═══ MATERIAL SUPPLIED
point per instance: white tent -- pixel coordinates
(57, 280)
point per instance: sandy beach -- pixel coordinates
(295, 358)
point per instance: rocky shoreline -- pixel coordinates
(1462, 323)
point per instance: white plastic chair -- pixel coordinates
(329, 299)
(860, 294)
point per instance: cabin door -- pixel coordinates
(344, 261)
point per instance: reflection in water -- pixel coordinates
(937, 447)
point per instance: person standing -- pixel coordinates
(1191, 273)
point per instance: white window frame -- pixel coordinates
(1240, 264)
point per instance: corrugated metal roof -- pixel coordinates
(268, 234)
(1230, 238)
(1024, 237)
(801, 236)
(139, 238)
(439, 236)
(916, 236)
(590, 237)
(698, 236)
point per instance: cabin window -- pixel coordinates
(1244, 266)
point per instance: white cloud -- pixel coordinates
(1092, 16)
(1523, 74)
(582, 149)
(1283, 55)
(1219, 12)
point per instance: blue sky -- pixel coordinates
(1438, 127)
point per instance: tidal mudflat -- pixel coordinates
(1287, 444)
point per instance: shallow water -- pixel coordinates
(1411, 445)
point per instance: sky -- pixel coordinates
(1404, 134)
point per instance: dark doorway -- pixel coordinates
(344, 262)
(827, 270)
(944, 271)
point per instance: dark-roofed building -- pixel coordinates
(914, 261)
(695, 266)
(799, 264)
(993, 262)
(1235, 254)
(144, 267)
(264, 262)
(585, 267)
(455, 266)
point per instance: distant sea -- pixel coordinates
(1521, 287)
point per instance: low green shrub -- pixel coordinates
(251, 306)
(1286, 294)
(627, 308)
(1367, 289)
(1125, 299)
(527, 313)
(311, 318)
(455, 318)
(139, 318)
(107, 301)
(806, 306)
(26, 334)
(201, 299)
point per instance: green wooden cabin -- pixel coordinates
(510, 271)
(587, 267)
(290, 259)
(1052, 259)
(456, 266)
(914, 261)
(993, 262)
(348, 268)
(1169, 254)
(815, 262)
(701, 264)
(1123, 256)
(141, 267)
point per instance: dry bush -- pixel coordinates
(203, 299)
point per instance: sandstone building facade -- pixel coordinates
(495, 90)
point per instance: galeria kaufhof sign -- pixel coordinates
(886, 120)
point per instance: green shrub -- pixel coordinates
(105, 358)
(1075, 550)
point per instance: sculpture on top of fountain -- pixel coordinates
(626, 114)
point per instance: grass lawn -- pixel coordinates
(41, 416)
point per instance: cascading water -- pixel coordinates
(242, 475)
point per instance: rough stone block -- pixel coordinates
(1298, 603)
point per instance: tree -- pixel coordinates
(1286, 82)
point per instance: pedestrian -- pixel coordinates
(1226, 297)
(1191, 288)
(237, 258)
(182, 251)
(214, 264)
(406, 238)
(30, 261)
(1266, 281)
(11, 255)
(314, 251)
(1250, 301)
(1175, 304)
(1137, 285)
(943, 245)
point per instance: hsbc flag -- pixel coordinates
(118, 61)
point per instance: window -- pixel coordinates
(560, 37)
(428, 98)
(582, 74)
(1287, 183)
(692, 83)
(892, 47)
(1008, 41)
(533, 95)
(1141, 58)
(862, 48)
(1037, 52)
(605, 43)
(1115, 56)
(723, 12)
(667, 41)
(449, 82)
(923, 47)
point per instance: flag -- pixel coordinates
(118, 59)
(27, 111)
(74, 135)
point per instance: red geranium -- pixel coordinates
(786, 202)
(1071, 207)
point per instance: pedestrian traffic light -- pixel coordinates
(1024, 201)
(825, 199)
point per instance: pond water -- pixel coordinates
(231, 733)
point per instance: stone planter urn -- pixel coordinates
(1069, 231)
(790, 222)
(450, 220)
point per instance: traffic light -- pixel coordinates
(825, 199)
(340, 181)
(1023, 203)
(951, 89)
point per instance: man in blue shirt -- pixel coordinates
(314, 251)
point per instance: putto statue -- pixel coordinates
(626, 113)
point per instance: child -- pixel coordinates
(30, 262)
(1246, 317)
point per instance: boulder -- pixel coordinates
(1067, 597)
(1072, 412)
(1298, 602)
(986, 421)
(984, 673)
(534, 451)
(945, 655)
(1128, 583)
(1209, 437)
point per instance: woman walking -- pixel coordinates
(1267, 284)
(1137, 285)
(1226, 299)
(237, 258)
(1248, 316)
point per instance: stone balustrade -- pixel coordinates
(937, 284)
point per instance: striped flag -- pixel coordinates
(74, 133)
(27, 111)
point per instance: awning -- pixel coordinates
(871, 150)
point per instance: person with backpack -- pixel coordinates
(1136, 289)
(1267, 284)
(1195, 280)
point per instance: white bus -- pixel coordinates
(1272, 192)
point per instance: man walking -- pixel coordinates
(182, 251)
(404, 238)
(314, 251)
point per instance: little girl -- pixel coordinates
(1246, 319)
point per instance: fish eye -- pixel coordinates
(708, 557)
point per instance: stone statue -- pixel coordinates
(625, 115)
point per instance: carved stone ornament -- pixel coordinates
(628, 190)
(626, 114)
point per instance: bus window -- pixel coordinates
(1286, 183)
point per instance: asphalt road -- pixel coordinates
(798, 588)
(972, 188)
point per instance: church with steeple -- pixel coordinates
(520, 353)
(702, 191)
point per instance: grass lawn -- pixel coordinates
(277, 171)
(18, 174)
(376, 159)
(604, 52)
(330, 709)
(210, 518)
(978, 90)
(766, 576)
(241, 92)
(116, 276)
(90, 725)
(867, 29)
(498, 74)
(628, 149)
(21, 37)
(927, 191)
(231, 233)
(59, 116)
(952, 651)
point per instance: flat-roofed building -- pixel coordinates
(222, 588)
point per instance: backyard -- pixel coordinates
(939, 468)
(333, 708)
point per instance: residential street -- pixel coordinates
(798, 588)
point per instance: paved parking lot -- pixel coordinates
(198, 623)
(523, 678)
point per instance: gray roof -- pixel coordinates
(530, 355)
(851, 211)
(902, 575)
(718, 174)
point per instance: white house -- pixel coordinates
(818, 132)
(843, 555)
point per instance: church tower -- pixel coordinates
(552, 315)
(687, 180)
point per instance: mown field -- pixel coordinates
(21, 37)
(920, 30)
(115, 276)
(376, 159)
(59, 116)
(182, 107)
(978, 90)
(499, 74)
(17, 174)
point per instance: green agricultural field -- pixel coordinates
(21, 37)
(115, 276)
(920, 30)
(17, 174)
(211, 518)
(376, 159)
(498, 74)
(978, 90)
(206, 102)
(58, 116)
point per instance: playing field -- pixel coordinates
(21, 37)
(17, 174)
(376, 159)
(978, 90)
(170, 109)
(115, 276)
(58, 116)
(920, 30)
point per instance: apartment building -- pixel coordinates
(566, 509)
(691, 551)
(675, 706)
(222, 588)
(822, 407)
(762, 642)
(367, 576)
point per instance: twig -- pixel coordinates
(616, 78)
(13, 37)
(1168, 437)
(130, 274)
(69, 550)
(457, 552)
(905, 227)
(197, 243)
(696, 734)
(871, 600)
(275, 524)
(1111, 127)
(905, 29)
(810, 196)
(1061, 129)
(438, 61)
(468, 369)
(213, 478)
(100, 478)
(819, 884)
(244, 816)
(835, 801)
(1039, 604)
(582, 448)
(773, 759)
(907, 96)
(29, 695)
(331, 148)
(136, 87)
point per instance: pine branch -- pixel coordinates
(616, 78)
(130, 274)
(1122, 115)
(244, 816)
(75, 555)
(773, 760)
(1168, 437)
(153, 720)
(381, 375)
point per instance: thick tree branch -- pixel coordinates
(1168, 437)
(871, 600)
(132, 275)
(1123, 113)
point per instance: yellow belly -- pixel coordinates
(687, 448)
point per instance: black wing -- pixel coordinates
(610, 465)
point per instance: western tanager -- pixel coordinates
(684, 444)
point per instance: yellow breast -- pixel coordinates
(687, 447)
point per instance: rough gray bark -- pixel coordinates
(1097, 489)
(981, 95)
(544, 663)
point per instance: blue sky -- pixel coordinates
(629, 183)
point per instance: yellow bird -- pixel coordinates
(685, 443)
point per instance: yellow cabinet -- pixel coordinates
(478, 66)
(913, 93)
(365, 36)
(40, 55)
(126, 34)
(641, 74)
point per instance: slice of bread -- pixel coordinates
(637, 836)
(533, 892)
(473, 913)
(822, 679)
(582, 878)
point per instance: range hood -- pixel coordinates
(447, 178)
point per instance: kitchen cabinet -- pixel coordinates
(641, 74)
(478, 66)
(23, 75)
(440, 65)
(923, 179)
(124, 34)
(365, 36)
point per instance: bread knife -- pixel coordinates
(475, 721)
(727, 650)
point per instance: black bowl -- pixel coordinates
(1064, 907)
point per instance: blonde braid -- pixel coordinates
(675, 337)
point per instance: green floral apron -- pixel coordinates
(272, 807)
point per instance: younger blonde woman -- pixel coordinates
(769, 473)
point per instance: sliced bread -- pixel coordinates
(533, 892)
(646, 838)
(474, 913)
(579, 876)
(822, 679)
══════
Print everything in the listing above, from the line containing "point per instance: tree -- pixel coordinates" down to the line containing "(1246, 319)", including both of those lines.

**OUTPUT BELOW**
point per instance: tree -- pixel coordinates
(1286, 82)
point per instance: pedestrian -- pixel coordinates
(1226, 297)
(1191, 288)
(237, 258)
(182, 251)
(214, 264)
(406, 238)
(30, 261)
(1266, 281)
(11, 255)
(314, 251)
(1250, 301)
(1175, 304)
(1137, 285)
(943, 245)
point per instance: hsbc flag -- pixel coordinates
(118, 61)
point per instance: window -- pixel coordinates
(560, 37)
(428, 98)
(582, 74)
(1287, 183)
(692, 83)
(892, 47)
(1008, 41)
(533, 95)
(1141, 58)
(862, 48)
(1037, 52)
(605, 43)
(1115, 56)
(723, 12)
(667, 41)
(449, 82)
(923, 47)
point per instance: flag -- pixel coordinates
(118, 59)
(27, 111)
(74, 135)
point per instance: red geranium -- pixel coordinates
(786, 202)
(1071, 207)
point per instance: pedestrian traffic light -- pixel coordinates
(1024, 201)
(825, 199)
point per instance: pond water -- pixel coordinates
(231, 733)
point per instance: stone planter urn -- pixel coordinates
(1069, 231)
(790, 222)
(450, 220)
point per instance: traffic light -- pixel coordinates
(825, 199)
(340, 181)
(1023, 203)
(951, 89)
point per instance: man in blue shirt -- pixel coordinates
(314, 251)
point per instance: putto statue -- pixel coordinates
(626, 113)
point per instance: child -- pixel coordinates
(30, 262)
(1246, 317)
point per instance: boulder -- pixel coordinates
(1067, 597)
(1072, 412)
(1298, 602)
(986, 421)
(984, 673)
(534, 451)
(945, 655)
(1128, 583)
(1209, 437)
point per instance: woman walking -- pixel coordinates
(1267, 284)
(1137, 285)
(1226, 299)
(237, 258)
(1248, 316)
point per instance: stone balustrade -- pixel coordinates
(937, 284)
point per instance: striped flag -- pixel coordinates
(74, 133)
(27, 111)
point per instance: awning -- pixel coordinates
(871, 150)
point per instance: person with backpack -- pixel coordinates
(1136, 289)
(1267, 284)
(1195, 280)
point per instance: white bus -- pixel coordinates
(1272, 192)
point per instance: man walking -- pixel coordinates
(182, 251)
(404, 238)
(314, 251)
point per instance: little girl -- pixel coordinates
(1246, 319)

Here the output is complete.